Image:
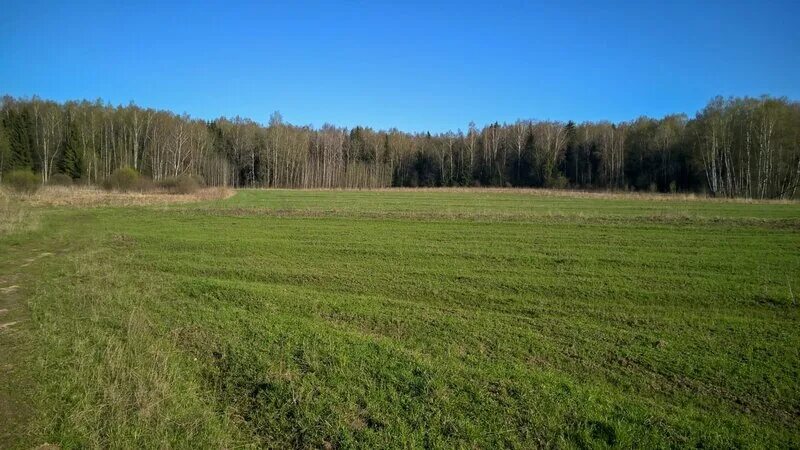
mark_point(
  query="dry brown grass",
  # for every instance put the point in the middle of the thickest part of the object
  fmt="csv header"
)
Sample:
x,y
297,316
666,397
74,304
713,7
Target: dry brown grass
x,y
81,196
15,218
574,193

=-=-=-=-=

Consigne: Transformez toutes les lignes des enregistrements ci-dessus en une liste numérotée, en omettant les lignes vides. Laissez les images hors de la réponse.

Résultat de l'exercice:
1. Image:
2. mark_point(
3.   query="dry brown grass",
4.   # for every instance put the point in the middle of the thickest part of the object
5.   fmt="csv header"
6. )
7. Sample:
8. x,y
9. 297,316
10. 666,397
11. 74,304
12. 713,7
13. Target: dry brown grass
14. x,y
15. 81,196
16. 15,218
17. 574,193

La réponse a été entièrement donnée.